→ **Estratto di testo**:
⁂

Gilligan lo chiarisce fin da subito: l’alveare non arriva con la forza, ma con una promessa che cancella dolore, conflitti e solitudine. Un benessere uniforme, distribuito in modo equo, senza scarti. Con un prezzo altissimo: l’individualità. Pluribus non si sofferma sull’origine aliena dell’alveare, ma sull’accettazione di questo prezzo da parte dell’umanità.
Ed è qui che la serie smette di essere fantascienza e diventa una radiografia piuttosto impietosa del presente, tra società iperconnesse, consenso automatico, deleghe emotiva e comfort scambiato per felicità. L’alveare diventa allora una scorciatoia. E come tutte le scorciatoie, dice molto su quanto siamo stanchi del percorso.
Carol, non un eroina ma un errore di sistema
In questo scenario la protagonista Carol non è la classica eroina che deve salvare il mondo, ma diventa un bug -dalla prospettiva dell’alveare- da sistemare. Perché è impensabile che una mente condivisa da tutti possa lasciare fuori qualcuno. Un indizio, forse, del fatto che un modo per disattivare questa mente c’è, e nessuno dunque deve restarne fuori per giungere alla verità.
Carol, però, non è forte o dotata di chissà quali poteri. Si mette spesso in dubbio, si arrabbia, sbaglia, fatica a chiedere scusa: per noi il personaggio perfetto per una serie tv, per l’alveare incompatibile con il proprio sistema di sopravvivenza. E, dunque, capace di mandarlo in crisi.
Per questo le teorie sull’inversione di rotta dell’umanità coinvolgono tutte Carol e, soprattutto, delle azioni che lei (e aggiungiamo anche Manousos) potrebbero intraprendere nei prossimi episodi (la seconda stagione è già stata confermata). Eppure, così come l’alveare ha pagato il prezzo dell’individualità, anche Carol potrebbe pagarne uno per raggiungere il suo scopo.
Pluribus e le teorie più diffuse
Eccoci al punto cruciale della serie: se abbiamo ormai la certezza che ci sia un modo per rompere la fusione e riportare l’individualità nel mondo, resta da capire come farlo. Sul web circolano varie teorie, tutte basate su quanto visto negli episodi della prima stagione.
La teoria più solida ritiene che la disconnessione sia già possibile, ma ovviamente sia taciuta dall’alveare. In questo caso, Carol potrebbe ottenerla mettendo il sistema davanti a un paradosso logico: fare una richiesta che l’alveare non può soddisfare senza contraddirsi. Non una battaglia, ma una trappola concettuale. La richiesta della bomba atomica potrebbe aver anticipato questo piano.

⁂

→ **Materiale fornito**:

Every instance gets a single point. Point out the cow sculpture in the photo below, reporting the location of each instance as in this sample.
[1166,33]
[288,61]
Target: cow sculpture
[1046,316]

⁂

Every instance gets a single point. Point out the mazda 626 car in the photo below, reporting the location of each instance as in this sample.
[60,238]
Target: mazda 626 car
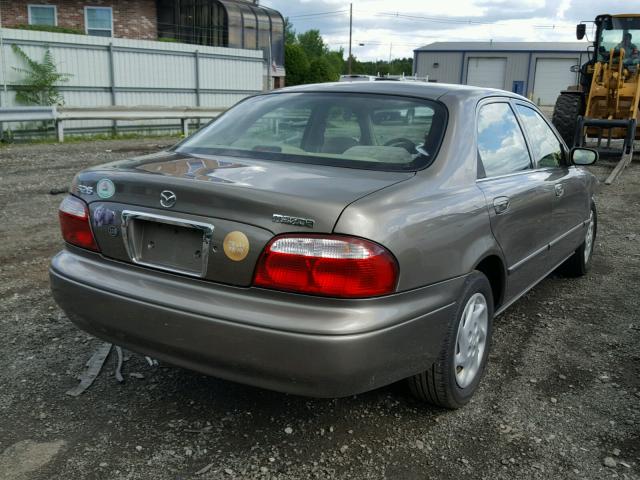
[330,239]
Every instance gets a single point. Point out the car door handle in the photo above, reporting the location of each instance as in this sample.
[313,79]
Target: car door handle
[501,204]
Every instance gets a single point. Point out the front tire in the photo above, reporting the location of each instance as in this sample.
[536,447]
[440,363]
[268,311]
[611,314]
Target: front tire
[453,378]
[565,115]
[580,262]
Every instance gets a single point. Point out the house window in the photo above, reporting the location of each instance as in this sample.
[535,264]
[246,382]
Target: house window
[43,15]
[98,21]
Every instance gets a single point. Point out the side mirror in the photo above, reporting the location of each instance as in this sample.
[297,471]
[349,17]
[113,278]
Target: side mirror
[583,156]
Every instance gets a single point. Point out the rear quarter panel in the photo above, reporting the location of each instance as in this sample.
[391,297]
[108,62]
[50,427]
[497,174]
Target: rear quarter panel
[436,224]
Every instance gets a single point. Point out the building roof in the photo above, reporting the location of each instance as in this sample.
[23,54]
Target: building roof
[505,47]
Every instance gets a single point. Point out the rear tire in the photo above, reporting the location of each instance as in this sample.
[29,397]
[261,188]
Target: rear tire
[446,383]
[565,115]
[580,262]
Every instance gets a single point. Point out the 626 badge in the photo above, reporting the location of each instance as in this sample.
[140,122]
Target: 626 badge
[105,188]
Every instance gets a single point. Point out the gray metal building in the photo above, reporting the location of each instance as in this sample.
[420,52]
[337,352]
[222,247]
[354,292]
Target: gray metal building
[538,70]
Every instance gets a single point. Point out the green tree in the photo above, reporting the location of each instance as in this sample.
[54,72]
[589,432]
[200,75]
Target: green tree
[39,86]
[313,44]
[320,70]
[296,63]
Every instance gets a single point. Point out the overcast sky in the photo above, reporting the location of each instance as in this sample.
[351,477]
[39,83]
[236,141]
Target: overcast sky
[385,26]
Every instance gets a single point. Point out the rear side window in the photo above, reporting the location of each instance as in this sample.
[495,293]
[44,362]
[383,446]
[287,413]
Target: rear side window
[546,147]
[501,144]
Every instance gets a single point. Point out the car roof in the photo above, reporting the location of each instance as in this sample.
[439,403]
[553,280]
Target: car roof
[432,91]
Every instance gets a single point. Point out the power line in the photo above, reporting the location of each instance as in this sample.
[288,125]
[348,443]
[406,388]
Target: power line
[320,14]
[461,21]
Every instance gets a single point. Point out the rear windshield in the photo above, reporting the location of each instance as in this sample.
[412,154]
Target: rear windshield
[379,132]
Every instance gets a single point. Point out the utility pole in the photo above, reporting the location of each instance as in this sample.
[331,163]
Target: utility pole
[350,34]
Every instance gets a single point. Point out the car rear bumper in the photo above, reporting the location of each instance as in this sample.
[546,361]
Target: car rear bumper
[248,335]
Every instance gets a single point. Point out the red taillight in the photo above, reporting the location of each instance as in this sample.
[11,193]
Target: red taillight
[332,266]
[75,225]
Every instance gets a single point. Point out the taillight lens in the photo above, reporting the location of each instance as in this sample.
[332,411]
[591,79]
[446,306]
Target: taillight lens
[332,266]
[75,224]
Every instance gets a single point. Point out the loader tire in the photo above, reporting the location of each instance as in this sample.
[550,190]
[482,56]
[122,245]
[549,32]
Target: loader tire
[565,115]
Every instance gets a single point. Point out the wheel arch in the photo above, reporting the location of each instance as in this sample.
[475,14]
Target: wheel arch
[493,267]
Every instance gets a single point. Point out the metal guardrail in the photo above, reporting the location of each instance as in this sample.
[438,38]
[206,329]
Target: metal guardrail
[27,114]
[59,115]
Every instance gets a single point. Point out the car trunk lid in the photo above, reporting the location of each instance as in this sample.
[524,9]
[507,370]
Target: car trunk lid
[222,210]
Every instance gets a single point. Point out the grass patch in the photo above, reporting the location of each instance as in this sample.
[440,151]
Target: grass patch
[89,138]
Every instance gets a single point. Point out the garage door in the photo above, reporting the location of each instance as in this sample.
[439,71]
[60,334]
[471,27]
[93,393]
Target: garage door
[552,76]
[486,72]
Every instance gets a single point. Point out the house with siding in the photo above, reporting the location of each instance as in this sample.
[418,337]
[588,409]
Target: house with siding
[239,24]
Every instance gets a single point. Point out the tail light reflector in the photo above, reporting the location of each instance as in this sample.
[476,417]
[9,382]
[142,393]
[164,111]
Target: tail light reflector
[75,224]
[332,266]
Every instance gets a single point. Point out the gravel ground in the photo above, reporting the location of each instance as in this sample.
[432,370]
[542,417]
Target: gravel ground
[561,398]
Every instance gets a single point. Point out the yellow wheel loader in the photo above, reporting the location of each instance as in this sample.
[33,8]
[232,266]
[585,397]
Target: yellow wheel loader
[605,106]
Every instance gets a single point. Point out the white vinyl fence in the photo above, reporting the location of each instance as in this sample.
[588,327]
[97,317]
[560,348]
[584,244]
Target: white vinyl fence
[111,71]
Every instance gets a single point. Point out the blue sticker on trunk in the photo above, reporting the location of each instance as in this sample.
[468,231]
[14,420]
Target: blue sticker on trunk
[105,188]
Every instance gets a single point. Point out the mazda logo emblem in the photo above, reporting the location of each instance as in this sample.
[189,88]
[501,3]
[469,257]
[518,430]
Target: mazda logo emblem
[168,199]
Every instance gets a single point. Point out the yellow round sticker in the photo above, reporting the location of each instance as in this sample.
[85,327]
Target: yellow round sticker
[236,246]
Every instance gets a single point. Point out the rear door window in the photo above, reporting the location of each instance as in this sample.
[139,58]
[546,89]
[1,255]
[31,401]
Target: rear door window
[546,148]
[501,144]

⁂

→ **Compito scritto 1**: Individua nei record tutte le righe in cui compare la parola "patch" e copiale.
→ **Compito scritto 2**: Prosegui il testo sulla serie Pluribus dopo l'ultima frase riportata.

→ **Risposta all'esercizio 1**:
Every instance gets a single point. Point out the grass patch in the photo above, reporting the location of each instance as in this sample.
Target: grass patch

→ **Risposta all'esercizio 2**:
C’è poi l’ipotesi tecnica, legata all’interruzione del segnale su cui sta indagando Manousos. L’uomo ha ipotizzato che l’alveare sia unito da una frequenza che, se alterata, può generare uno shock come quelli a cui abbiamo assistito. Una soluzione pulita, quasi rassicurante, anche troppo, perché l’idea che basti “spegnere qualcosa” per sistemare tutto è la più consolatoria… e la meno onesta.
La teoria davvero coerente con la serie potrebbe allora essere un’altra: Carol non rompe l’unione dall’esterno, ma la incrina dall’interno, riattivando l’individualità in un singolo membro, dimostrando che il sé non è stato cancellato, solo anestetizzato.
Questa teoria si ricollega alla scena in cui Carol chiede a Zosia quale sia il suo gusto di gelato preferito. Ovviamente Zosia, nella condizione di alveare, non ne ha uno, ma la Zosia prima della fusione sì. La donna comincia così a raccontare un ricordo d’infanzia, fino a freezzarsi per qualche secondo. Se uno ricorda di essere solo, allora l’alveare potrebbe non essere più stabile. Se Carol riuscisse a stimolare i ricordi di più persone, forse l’alveare sarebbe più debole e perderebbe il controllo di chi ne fa parte.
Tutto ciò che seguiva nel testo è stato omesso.